Can you reproduce the data beneath, keeping every line exact?

* * * * * * * * *

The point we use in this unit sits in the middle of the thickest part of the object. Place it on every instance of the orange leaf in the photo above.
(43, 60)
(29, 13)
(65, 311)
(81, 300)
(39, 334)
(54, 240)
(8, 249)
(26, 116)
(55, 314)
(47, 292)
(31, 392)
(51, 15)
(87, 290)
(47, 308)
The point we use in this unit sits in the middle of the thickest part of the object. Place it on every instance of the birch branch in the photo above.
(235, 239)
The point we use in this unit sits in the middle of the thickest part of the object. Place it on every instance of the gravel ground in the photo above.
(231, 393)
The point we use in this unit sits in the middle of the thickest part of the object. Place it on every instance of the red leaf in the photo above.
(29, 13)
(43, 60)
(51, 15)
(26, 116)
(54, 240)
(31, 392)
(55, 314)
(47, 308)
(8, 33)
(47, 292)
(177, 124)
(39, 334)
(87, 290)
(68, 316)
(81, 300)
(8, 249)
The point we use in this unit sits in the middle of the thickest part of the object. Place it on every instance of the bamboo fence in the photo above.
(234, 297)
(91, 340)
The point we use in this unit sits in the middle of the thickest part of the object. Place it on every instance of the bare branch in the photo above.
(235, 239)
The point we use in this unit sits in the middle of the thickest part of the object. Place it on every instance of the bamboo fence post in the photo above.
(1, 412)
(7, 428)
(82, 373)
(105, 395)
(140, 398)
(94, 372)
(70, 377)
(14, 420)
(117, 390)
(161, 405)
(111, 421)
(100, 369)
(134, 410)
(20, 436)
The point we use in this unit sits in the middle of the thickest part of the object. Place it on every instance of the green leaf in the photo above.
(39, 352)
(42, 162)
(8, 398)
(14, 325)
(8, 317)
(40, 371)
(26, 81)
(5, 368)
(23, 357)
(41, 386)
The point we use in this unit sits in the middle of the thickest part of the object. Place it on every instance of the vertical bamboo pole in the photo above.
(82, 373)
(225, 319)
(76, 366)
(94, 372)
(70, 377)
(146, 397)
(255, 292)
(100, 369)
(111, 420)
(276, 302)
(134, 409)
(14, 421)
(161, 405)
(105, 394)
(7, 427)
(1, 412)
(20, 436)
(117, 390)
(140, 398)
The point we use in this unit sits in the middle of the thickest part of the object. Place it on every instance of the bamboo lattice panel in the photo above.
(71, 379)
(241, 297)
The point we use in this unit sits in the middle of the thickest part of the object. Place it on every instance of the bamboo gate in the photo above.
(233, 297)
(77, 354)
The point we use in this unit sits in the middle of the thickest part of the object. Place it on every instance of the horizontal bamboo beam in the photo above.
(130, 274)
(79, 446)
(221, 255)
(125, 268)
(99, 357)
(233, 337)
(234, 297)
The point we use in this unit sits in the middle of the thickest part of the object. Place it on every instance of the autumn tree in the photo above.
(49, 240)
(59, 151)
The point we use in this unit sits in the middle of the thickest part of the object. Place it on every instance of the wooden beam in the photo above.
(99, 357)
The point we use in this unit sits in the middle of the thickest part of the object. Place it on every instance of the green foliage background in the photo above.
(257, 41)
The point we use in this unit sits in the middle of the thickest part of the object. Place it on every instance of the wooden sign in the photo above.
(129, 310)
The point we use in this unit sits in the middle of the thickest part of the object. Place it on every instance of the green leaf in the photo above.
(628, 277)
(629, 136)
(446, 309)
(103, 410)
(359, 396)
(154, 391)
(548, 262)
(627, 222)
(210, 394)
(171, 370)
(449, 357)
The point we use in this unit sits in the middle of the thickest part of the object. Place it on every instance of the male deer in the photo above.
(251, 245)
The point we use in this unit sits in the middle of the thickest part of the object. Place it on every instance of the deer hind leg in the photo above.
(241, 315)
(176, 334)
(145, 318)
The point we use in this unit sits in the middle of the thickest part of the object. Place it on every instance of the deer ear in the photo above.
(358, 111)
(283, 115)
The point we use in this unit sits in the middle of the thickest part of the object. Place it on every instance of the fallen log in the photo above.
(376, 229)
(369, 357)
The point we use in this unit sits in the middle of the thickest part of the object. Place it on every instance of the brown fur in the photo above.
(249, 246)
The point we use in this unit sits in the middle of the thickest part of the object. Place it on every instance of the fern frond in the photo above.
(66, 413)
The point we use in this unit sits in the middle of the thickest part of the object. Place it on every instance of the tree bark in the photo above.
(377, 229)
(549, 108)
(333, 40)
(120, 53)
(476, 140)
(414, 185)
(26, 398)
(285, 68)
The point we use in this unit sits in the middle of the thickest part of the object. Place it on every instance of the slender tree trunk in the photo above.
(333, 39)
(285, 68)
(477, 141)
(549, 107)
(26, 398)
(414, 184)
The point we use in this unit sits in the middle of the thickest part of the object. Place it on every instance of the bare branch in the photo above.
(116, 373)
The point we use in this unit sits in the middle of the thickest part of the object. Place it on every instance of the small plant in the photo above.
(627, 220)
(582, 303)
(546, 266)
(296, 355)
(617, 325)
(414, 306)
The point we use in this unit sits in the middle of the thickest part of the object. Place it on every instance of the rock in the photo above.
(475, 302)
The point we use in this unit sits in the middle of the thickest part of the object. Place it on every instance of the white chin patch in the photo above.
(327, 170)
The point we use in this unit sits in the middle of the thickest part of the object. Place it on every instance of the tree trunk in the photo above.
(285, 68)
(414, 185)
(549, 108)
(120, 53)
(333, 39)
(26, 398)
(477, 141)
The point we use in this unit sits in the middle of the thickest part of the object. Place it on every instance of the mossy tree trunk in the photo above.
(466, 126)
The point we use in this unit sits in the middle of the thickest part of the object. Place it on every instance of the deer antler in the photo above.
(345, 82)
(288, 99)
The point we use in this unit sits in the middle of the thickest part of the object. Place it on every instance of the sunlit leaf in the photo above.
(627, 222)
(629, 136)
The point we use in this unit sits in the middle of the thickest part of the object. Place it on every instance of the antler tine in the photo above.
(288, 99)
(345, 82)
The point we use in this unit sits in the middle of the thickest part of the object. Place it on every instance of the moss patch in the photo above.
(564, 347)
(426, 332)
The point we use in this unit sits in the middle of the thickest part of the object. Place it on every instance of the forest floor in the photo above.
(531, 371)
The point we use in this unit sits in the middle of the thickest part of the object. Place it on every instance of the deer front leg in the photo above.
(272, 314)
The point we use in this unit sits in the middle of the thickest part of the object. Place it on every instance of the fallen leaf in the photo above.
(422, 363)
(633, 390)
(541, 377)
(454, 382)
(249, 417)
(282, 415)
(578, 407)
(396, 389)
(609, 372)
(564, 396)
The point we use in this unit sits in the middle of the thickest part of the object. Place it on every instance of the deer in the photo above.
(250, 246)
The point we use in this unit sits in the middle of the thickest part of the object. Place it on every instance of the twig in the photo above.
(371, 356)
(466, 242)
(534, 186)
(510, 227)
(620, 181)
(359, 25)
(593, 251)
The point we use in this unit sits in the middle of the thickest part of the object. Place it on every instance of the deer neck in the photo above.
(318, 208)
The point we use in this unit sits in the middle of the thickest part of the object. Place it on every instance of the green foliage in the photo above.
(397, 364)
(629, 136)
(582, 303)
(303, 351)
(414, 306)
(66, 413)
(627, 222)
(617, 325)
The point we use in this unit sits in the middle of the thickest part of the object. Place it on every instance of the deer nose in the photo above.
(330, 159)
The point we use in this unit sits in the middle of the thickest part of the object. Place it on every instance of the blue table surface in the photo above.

* * * * * * * * *

● **Solution for this exercise**:
The point we use in this unit sits in the middle of the thickest part of the object. Place it on every instance of the orange leaf in the photo above.
(43, 60)
(29, 13)
(65, 311)
(81, 300)
(39, 334)
(54, 240)
(8, 249)
(26, 116)
(55, 314)
(47, 292)
(31, 392)
(51, 15)
(87, 290)
(47, 308)
The point we use in this unit sits in the middle of the thickest part of the object. Place it on every instance of the birch branch in the photo above.
(235, 239)
The point we use in this unit sits in the middle of the thickest part of the object. Place it on every instance of the gravel ground in the photo above.
(231, 393)
The point we use in this unit sits in the middle of the thickest part of the object. Place it on every instance of the red leaf in the photo above.
(29, 13)
(43, 60)
(51, 15)
(26, 116)
(54, 240)
(31, 392)
(55, 314)
(47, 308)
(8, 33)
(47, 292)
(177, 124)
(39, 334)
(87, 290)
(68, 316)
(81, 300)
(8, 249)
The point we use in this unit sits in the middle of the thickest part of the object. Place it on every instance of the bamboo fence in the photo above.
(234, 297)
(91, 340)
The point we use in this unit sits in the middle of the thickest part of the object. Place it on every instance of the bare branch in the photo above.
(235, 239)
The point we use in this unit sits in the middle of the thickest part of the object. Place it on every instance of the bamboo fence post in the photo above.
(1, 412)
(7, 428)
(82, 373)
(105, 395)
(140, 398)
(94, 372)
(70, 377)
(14, 420)
(117, 390)
(161, 405)
(111, 421)
(100, 369)
(134, 410)
(20, 436)
The point we use in this unit sits in the middle of the thickest part of the object. Place it on every instance of the green leaf in the photo above.
(39, 352)
(42, 162)
(8, 398)
(14, 325)
(8, 317)
(40, 371)
(26, 81)
(5, 368)
(23, 357)
(41, 386)
The point we use in this unit sits in the middle of the thickest part of the object. Place it on every instance of the vertical bamboo pole in the photo above.
(82, 373)
(225, 319)
(76, 366)
(94, 372)
(70, 377)
(146, 397)
(255, 292)
(100, 369)
(111, 420)
(276, 302)
(134, 409)
(14, 421)
(161, 405)
(105, 394)
(7, 427)
(1, 412)
(20, 436)
(117, 390)
(140, 398)
The point we use in this unit sits in the middle of the thickest part of the object. Place it on every instance of the bamboo lattice panel in the photo above.
(71, 379)
(241, 297)
The point we use in this unit sits in the middle of the thickest part of the object. Place it on every instance of the bamboo gate in the photo above.
(233, 297)
(77, 354)
The point we use in this unit sits in the middle of the thickest part of the object. Place it on every instance of the horizontal bamboo beam in the photo above.
(130, 274)
(79, 446)
(221, 255)
(125, 268)
(99, 357)
(233, 337)
(234, 297)
The point we use in this unit sits in the middle of the thickest part of the object. Place it on every instance of the autumn tree in the photo above.
(49, 240)
(59, 151)
The point we use in this unit sits in the middle of the thickest part of the object. Place it on every instance of the wooden beam in the photo above.
(99, 357)
The point we use in this unit sits in the middle of the thickest part of the object. Place it on every instance of the green foliage background in the photo above.
(257, 41)
The point we use in this unit sits in the middle of the thickest part of the object. Place it on every instance of the wooden sign in the photo above.
(129, 310)
The point we use in this unit sits in the middle of the thickest part of the object. Place it on every instance of the green leaf in the photo above.
(628, 277)
(629, 136)
(446, 309)
(103, 410)
(359, 396)
(154, 391)
(548, 262)
(627, 222)
(210, 394)
(171, 370)
(449, 357)
The point we use in this unit sits in the middle of the thickest part of the object. Place it on every instance of the male deer in the photo above.
(251, 245)
The point we use in this unit sits in the middle of the thickest part of the object. Place it on every instance of the deer hind leg in the photo above.
(241, 315)
(176, 334)
(145, 318)
The point we use in this unit sits in the middle of the thickest part of the object. Place it on every instance of the deer ear in the photo above.
(358, 111)
(283, 115)
The point we use in this unit sits in the middle of the thickest part of the object. Place it on every instance of the fallen log in the photo above.
(376, 229)
(369, 357)
The point we use in this unit sits in the middle of the thickest part of the object. Place it on every instance of the brown fur in the photo above.
(249, 246)
The point we use in this unit sits in the middle of the thickest part of the object. Place it on every instance of the fern frond in the photo above.
(66, 413)
The point we use in this unit sits in the middle of the thickest part of the object. Place it on every instance of the tree bark in the photo above.
(377, 229)
(549, 108)
(333, 40)
(120, 53)
(476, 140)
(414, 185)
(26, 398)
(285, 68)
The point we use in this unit sits in the middle of the thickest part of the object. Place it on every instance of the slender tree trunk in the photo above.
(333, 39)
(285, 68)
(477, 141)
(549, 107)
(26, 398)
(414, 184)
The point we use in this unit sits in the middle of the thickest part of the object. Place it on every instance of the bare branch in the photo above.
(116, 373)
The point we use in this unit sits in the middle of the thickest part of the object. Place it on every instance of the small plant in the photo above.
(627, 220)
(582, 303)
(546, 266)
(296, 355)
(617, 325)
(414, 306)
The point we use in this unit sits in the middle of the thickest part of the object. Place it on every instance of the rock in the photo above.
(475, 302)
The point we use in this unit sits in the middle of the thickest part of the object. Place it on every instance of the white chin patch in the photo above.
(327, 170)
The point we use in this unit sits in the middle of the thickest part of the object. Place it on every instance of the tree trunk in the photo above.
(285, 68)
(414, 185)
(549, 108)
(120, 53)
(333, 39)
(26, 398)
(477, 141)
The point we use in this unit sits in the middle of the thickest part of the object. Place it on every instance of the mossy tree trunk in the photo above.
(466, 126)
The point we use in this unit sits in the middle of the thickest part of the object. Place it on every instance of the deer antler in the photo above.
(345, 82)
(288, 99)
The point we use in this unit sits in the middle of the thickest part of the object. Place it on every instance of the sunlit leaf in the photo above.
(627, 222)
(629, 136)
The point we use in this unit sits in the middle of the thickest part of the object. Place it on every instance of the antler tine in the photo above.
(288, 99)
(345, 82)
The point we use in this unit sits in the middle of the thickest part of the object. Place it on every instance of the moss patch in the photo above.
(564, 347)
(426, 332)
The point we use in this unit sits in the middle of the thickest part of the object. Place it on every instance of the forest floor in the photo above.
(531, 371)
The point we use in this unit sits in the middle of the thickest part of the object. Place it on every instance of the deer front leg in the photo above.
(272, 314)
The point we use in this unit sits in the middle of the thickest part of the object. Place it on every instance of the fallen leaf in the photo above.
(422, 363)
(633, 390)
(541, 377)
(454, 382)
(249, 417)
(282, 415)
(578, 407)
(396, 389)
(609, 372)
(564, 396)
The point we use in this unit sits in the middle of the thickest part of the object. Place it on every instance of the deer in the photo above.
(250, 246)
The point we use in this unit sits in the middle of the thickest part of the object. Place it on every instance of the twig in the photo above.
(371, 356)
(466, 242)
(534, 186)
(510, 227)
(620, 181)
(359, 25)
(593, 251)
The point we use in this unit sits in the middle of the thickest part of the object. Place it on every instance of the deer neck in the photo above.
(318, 208)
The point we use in this unit sits in the middle of the thickest part of the object. Place it on every instance of the green foliage in the photo above.
(397, 364)
(629, 136)
(582, 303)
(303, 351)
(414, 306)
(66, 413)
(627, 222)
(617, 325)
The point we use in this unit sits in the middle of the thickest part of the object. Place it on every instance of the deer nose in the photo above.
(330, 159)
The point we use in this unit sits in the middle of the thickest part of the object. Place it on every instance of the blue table surface in the photo above.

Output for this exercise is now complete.